§ The task:
Find every line in the data that contains the word "with". Return each of those lines.

______________________________

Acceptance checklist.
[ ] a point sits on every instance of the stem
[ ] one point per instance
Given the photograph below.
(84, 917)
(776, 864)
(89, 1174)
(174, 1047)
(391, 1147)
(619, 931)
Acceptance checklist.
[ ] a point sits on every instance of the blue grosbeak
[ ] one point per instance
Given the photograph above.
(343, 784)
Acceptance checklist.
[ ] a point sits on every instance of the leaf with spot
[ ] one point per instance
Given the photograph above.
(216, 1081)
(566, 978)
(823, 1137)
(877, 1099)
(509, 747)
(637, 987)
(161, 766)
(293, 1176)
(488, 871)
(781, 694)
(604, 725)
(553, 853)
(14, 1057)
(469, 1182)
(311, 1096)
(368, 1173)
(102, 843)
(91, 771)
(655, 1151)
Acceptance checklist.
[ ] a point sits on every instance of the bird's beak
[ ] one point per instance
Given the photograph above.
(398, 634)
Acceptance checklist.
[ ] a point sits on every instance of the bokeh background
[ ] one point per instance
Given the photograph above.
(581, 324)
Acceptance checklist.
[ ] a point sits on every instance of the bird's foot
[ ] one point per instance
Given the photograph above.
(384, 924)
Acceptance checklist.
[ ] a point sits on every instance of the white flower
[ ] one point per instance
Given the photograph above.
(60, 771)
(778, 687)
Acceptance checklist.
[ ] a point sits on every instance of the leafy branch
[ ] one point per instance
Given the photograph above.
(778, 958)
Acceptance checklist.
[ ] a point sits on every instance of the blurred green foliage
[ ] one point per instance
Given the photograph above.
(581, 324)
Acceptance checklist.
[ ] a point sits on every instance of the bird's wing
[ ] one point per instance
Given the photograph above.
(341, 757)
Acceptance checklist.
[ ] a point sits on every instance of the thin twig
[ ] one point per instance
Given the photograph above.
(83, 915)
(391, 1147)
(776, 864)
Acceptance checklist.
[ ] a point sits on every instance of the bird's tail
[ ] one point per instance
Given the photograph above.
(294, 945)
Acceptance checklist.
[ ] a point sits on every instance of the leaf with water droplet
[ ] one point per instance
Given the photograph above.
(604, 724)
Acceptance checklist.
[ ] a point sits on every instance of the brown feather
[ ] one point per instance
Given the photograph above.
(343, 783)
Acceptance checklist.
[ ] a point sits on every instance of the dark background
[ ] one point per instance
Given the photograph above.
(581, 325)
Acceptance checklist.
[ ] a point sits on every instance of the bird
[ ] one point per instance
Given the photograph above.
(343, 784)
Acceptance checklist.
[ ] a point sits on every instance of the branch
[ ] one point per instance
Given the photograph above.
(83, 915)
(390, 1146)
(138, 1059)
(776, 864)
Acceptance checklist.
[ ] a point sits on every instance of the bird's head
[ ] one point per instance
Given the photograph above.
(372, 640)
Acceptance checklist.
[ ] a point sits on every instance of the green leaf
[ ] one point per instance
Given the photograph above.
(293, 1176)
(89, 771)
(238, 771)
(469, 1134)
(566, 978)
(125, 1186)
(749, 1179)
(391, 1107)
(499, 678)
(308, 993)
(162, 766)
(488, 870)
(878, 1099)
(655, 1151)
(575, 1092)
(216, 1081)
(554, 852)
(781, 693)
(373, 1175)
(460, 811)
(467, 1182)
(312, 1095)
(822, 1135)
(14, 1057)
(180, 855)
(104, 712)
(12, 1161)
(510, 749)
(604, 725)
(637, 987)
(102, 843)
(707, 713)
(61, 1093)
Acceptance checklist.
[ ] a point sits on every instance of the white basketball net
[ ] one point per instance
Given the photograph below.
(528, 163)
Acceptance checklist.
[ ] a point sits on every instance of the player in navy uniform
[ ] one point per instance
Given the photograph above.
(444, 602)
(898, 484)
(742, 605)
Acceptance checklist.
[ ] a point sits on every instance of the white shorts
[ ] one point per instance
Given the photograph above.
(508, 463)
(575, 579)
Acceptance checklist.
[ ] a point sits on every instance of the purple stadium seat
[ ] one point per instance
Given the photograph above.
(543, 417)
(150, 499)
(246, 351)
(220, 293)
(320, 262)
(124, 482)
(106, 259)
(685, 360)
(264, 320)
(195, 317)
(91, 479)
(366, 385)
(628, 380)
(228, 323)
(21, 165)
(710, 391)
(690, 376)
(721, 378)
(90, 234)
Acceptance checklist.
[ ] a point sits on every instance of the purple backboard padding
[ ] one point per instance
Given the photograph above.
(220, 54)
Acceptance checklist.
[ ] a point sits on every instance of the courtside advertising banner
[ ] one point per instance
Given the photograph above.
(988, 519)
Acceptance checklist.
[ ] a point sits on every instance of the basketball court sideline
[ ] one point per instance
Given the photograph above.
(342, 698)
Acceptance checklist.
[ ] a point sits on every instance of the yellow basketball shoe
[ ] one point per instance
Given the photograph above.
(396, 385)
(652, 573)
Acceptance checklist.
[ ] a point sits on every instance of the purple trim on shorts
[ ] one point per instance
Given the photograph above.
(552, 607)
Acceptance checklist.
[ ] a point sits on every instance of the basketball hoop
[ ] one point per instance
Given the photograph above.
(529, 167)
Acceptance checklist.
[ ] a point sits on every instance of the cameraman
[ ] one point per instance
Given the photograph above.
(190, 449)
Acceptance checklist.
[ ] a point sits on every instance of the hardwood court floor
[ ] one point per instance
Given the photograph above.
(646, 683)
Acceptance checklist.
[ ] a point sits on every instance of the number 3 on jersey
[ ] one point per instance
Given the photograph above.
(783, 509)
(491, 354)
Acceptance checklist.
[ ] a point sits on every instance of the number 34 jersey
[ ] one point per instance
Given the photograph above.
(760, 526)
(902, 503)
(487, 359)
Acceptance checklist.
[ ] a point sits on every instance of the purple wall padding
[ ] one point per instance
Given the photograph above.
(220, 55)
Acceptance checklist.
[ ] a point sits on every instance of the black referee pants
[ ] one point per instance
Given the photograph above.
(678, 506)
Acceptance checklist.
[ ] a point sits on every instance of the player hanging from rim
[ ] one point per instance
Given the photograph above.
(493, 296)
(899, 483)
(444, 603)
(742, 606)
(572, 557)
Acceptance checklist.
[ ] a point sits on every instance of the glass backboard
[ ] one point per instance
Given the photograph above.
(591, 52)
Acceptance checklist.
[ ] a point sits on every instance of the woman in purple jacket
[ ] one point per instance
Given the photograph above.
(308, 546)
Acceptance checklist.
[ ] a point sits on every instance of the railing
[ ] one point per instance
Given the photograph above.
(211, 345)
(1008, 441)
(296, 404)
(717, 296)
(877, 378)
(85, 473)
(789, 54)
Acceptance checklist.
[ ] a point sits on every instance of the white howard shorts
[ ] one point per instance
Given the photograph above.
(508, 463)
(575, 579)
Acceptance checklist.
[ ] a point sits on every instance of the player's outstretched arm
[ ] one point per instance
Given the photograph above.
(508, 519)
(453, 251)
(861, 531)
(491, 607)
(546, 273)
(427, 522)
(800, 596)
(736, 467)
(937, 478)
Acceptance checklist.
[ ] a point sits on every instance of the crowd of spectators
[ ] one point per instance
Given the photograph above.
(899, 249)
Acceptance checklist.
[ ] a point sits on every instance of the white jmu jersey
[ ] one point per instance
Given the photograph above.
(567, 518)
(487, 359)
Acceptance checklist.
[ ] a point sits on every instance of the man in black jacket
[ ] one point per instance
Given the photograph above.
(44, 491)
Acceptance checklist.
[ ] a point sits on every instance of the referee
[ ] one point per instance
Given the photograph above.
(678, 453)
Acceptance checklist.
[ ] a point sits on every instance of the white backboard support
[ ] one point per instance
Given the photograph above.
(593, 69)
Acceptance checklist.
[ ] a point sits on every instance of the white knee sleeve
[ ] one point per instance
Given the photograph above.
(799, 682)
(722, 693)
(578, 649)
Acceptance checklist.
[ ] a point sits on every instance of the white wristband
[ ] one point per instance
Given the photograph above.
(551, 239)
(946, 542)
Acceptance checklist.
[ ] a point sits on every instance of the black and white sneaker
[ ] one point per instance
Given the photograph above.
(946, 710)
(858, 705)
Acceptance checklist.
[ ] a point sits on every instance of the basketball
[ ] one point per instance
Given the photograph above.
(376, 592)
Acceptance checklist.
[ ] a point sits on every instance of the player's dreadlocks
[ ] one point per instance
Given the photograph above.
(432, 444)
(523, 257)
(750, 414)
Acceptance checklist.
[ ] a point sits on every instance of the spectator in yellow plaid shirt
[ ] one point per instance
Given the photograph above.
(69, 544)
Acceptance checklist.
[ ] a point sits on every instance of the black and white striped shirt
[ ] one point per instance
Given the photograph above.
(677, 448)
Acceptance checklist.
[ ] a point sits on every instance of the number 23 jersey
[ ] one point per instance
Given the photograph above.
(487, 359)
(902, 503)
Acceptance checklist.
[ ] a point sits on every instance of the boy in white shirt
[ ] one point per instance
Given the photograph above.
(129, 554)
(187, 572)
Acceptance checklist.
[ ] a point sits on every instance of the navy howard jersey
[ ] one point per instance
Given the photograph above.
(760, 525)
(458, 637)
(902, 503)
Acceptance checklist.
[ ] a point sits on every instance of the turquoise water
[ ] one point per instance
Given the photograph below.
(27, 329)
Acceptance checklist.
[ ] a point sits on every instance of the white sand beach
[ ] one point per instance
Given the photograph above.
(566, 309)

______________________________

§ Written solution:
[ ] a point sits on every instance of the leaf with spot
[ ] a point sits on every instance of the leaf with water droplet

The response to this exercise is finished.